Task details
Copy out the records again. Change nothing.

Data provided
____
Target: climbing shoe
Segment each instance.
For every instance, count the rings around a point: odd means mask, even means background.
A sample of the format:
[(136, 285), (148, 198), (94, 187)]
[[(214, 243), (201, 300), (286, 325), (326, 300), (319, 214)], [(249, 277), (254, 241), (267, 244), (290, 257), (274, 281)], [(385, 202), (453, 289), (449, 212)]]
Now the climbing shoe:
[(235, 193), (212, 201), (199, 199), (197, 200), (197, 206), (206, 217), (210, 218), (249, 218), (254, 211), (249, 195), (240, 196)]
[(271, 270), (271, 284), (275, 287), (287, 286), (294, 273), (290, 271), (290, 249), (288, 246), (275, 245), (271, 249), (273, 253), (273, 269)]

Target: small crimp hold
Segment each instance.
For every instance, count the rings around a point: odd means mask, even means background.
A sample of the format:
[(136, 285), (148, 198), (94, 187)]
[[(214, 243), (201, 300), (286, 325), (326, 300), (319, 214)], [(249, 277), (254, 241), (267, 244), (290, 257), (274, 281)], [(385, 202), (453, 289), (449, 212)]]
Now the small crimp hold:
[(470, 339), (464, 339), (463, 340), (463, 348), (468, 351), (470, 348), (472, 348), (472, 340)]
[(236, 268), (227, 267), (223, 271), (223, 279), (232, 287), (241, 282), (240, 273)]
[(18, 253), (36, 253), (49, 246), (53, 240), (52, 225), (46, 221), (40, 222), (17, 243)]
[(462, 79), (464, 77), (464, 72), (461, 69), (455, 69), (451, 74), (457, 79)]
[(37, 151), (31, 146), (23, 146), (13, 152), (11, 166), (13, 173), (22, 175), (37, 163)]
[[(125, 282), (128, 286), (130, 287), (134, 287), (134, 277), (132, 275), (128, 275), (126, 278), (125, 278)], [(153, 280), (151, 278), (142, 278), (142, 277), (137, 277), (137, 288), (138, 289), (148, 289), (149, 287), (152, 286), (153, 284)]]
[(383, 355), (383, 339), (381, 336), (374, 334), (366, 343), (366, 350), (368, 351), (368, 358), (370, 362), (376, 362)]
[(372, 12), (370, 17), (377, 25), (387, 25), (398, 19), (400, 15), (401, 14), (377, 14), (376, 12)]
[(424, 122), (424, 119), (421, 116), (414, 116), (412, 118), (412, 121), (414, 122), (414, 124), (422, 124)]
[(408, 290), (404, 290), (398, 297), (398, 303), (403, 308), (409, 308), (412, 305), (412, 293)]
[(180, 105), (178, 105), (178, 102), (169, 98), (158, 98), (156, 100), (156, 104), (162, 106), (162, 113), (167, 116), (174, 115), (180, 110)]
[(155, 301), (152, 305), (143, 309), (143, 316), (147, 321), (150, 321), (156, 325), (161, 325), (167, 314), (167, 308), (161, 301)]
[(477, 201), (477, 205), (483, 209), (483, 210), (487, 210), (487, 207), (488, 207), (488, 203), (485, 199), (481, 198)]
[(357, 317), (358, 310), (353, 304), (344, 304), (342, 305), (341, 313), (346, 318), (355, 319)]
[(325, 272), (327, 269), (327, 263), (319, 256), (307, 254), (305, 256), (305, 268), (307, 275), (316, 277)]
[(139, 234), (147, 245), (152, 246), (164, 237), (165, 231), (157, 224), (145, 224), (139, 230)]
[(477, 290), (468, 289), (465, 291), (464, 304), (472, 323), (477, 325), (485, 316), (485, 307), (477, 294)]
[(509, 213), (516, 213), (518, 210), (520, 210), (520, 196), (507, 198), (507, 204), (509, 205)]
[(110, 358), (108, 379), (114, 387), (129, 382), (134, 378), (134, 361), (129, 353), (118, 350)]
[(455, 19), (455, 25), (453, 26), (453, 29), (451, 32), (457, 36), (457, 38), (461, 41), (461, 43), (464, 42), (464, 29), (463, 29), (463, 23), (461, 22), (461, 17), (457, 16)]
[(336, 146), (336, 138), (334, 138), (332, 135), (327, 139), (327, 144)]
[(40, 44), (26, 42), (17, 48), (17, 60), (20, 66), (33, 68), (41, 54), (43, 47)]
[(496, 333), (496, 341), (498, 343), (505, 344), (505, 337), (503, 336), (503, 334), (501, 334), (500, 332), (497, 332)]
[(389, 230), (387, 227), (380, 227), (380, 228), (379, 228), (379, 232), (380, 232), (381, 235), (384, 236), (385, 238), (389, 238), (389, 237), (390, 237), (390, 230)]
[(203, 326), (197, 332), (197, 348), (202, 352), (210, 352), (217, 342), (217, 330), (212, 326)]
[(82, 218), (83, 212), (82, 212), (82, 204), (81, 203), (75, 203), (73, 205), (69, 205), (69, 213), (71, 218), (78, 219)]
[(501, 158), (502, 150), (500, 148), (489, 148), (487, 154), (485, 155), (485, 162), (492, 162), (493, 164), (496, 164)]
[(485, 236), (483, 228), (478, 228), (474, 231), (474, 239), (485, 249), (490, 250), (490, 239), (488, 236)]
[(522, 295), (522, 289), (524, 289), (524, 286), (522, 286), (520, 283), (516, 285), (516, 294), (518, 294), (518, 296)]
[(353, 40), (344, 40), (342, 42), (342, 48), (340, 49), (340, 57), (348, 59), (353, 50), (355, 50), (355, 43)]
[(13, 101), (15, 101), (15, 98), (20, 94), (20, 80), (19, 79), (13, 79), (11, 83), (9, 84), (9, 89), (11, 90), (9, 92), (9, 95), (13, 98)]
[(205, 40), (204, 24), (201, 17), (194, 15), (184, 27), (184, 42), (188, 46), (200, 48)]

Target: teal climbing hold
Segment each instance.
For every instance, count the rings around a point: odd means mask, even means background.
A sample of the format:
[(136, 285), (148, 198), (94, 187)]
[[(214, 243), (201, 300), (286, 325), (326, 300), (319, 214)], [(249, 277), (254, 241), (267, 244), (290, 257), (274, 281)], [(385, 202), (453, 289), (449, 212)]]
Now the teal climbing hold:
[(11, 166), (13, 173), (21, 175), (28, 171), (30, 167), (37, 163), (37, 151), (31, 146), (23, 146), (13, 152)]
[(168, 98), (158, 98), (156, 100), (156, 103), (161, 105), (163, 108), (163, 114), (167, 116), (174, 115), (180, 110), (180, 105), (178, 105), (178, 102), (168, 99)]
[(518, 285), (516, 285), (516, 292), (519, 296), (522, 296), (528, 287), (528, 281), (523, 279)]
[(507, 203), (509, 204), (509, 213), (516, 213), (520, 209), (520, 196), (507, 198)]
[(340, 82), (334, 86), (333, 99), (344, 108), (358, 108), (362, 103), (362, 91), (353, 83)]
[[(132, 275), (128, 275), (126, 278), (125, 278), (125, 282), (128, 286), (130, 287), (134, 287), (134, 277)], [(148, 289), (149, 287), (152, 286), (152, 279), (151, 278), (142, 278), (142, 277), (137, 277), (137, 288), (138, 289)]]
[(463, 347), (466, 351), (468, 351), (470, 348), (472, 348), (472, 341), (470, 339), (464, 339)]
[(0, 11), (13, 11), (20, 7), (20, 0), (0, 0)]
____
Answer space
Target: climbing shoe
Segment each instance.
For every instance, count the rings around a point: odd means mask, even means background.
A sample of the format:
[(136, 285), (148, 198), (94, 187)]
[[(214, 243), (201, 300), (286, 325), (326, 300), (319, 214)], [(249, 277), (254, 241), (267, 244), (290, 257), (274, 281)], [(385, 202), (453, 289), (449, 212)]]
Now the climbing shoe:
[(235, 193), (212, 201), (199, 199), (197, 200), (197, 206), (206, 217), (210, 218), (249, 218), (254, 211), (249, 195), (240, 196)]
[(271, 270), (271, 284), (275, 287), (287, 286), (294, 273), (290, 271), (290, 249), (288, 246), (275, 245), (271, 249), (273, 253), (273, 269)]

Target: small crimp hold
Segment each instance.
For every instance, count the rings around a point: odd means mask, even means background.
A sample of the format:
[(136, 285), (148, 198), (94, 187)]
[[(214, 243), (201, 300), (286, 325), (326, 300), (319, 214)], [(249, 277), (254, 241), (267, 244), (290, 257), (274, 281)], [(385, 202), (453, 289), (449, 212)]]
Now the small crimp hold:
[(470, 339), (464, 339), (463, 340), (463, 348), (468, 351), (470, 348), (472, 348), (472, 340)]
[(236, 268), (227, 267), (223, 271), (223, 279), (232, 287), (241, 282), (240, 273)]
[(18, 253), (36, 253), (49, 246), (53, 240), (52, 225), (46, 221), (40, 222), (17, 243)]
[(462, 79), (464, 77), (464, 72), (461, 69), (455, 69), (451, 74), (457, 79)]
[(37, 151), (31, 146), (23, 146), (13, 152), (11, 166), (13, 173), (22, 175), (37, 163)]
[[(125, 282), (128, 286), (130, 287), (134, 287), (134, 277), (132, 275), (128, 275), (126, 278), (125, 278)], [(153, 280), (151, 278), (142, 278), (142, 277), (137, 277), (137, 288), (138, 289), (148, 289), (149, 287), (152, 286), (153, 284)]]
[(383, 355), (383, 339), (381, 336), (374, 334), (366, 343), (366, 350), (368, 351), (368, 358), (370, 362), (376, 362)]
[(372, 12), (370, 17), (377, 25), (387, 25), (398, 19), (400, 15), (401, 14), (377, 14), (376, 12)]
[(424, 122), (424, 119), (421, 116), (414, 116), (412, 118), (412, 121), (414, 122), (414, 124), (422, 124)]
[(408, 290), (404, 290), (398, 297), (398, 303), (403, 308), (409, 308), (412, 305), (412, 293)]
[(180, 105), (178, 105), (178, 102), (169, 98), (158, 98), (156, 100), (156, 104), (162, 106), (162, 113), (167, 116), (174, 115), (180, 110)]
[(155, 301), (152, 305), (143, 309), (143, 316), (147, 321), (150, 321), (156, 325), (161, 325), (167, 314), (167, 308), (161, 301)]
[(477, 201), (477, 205), (483, 209), (483, 210), (487, 210), (487, 207), (488, 207), (488, 203), (485, 199), (481, 198)]
[(357, 317), (358, 310), (353, 304), (344, 304), (342, 305), (341, 313), (346, 318), (355, 319)]
[(325, 272), (327, 269), (327, 263), (319, 256), (307, 254), (305, 256), (305, 268), (307, 275), (316, 277)]
[(139, 234), (147, 245), (152, 246), (164, 237), (165, 231), (157, 224), (145, 224), (139, 230)]
[(477, 290), (468, 289), (465, 291), (464, 304), (472, 323), (477, 325), (485, 316), (485, 307), (477, 294)]
[(509, 213), (516, 213), (518, 210), (520, 210), (520, 196), (507, 198), (507, 204), (509, 205)]
[(110, 358), (108, 379), (114, 387), (129, 382), (134, 378), (134, 361), (129, 353), (118, 350)]
[(455, 19), (455, 25), (453, 26), (453, 29), (451, 32), (457, 36), (457, 38), (461, 41), (461, 43), (464, 42), (464, 29), (463, 29), (463, 23), (461, 22), (461, 17), (457, 16)]
[(336, 146), (336, 138), (334, 138), (332, 135), (327, 139), (327, 144)]
[(40, 44), (26, 42), (17, 48), (17, 60), (20, 66), (33, 68), (41, 54), (43, 47)]
[(496, 333), (496, 341), (498, 343), (505, 344), (505, 337), (503, 336), (503, 334), (501, 334), (500, 332), (497, 332)]
[(389, 230), (387, 227), (380, 227), (380, 228), (379, 228), (379, 232), (380, 232), (381, 235), (384, 236), (385, 238), (389, 238), (389, 237), (390, 237), (390, 230)]
[(203, 326), (197, 332), (197, 348), (202, 352), (210, 352), (217, 342), (217, 330), (212, 326)]
[(82, 218), (83, 212), (82, 212), (82, 204), (81, 203), (75, 203), (73, 205), (69, 205), (69, 213), (71, 218), (78, 219)]
[(501, 158), (502, 150), (500, 148), (489, 148), (487, 154), (485, 155), (485, 162), (492, 162), (493, 164), (496, 164)]
[(485, 236), (483, 228), (478, 228), (474, 231), (474, 239), (485, 249), (490, 250), (490, 239), (488, 236)]
[(522, 295), (522, 289), (524, 289), (524, 286), (522, 286), (520, 283), (516, 285), (516, 294), (518, 294), (518, 296)]
[(353, 40), (344, 40), (342, 42), (342, 48), (340, 49), (340, 57), (348, 59), (353, 50), (355, 50), (355, 43)]
[(13, 101), (15, 101), (15, 98), (20, 94), (20, 80), (19, 79), (13, 79), (11, 83), (9, 84), (9, 89), (11, 90), (9, 92), (9, 95), (13, 98)]
[(205, 40), (204, 24), (201, 17), (194, 15), (184, 27), (184, 42), (188, 46), (200, 48)]

Target: teal climbing hold
Segment each instance.
For every instance, count the rings around a point: odd means mask, even means background.
A sample of the format:
[(136, 285), (148, 198), (94, 187)]
[[(214, 243), (201, 300), (286, 325), (326, 300), (319, 214)], [(249, 277), (254, 241), (267, 244), (290, 257), (274, 281)], [(385, 202), (453, 289), (449, 212)]]
Now the teal climbing hold:
[(11, 166), (13, 173), (21, 175), (28, 171), (30, 167), (37, 163), (37, 151), (31, 146), (23, 146), (13, 152)]
[(168, 98), (158, 98), (156, 100), (156, 103), (161, 105), (163, 108), (163, 114), (167, 116), (174, 115), (180, 110), (180, 105), (178, 105), (178, 102), (168, 99)]
[(518, 285), (516, 285), (516, 292), (519, 296), (522, 296), (528, 287), (528, 281), (523, 279)]
[(507, 203), (509, 204), (509, 213), (516, 213), (520, 209), (520, 196), (507, 198)]
[(340, 82), (334, 86), (333, 99), (344, 108), (358, 108), (362, 103), (362, 91), (353, 83)]
[[(132, 275), (128, 275), (126, 278), (125, 278), (125, 282), (128, 286), (130, 287), (134, 287), (134, 277)], [(148, 289), (149, 287), (152, 286), (152, 279), (151, 278), (142, 278), (142, 277), (137, 277), (137, 288), (138, 289)]]
[(463, 347), (466, 351), (468, 351), (470, 348), (472, 348), (472, 341), (470, 339), (464, 339)]
[(0, 11), (13, 11), (20, 7), (20, 0), (0, 0)]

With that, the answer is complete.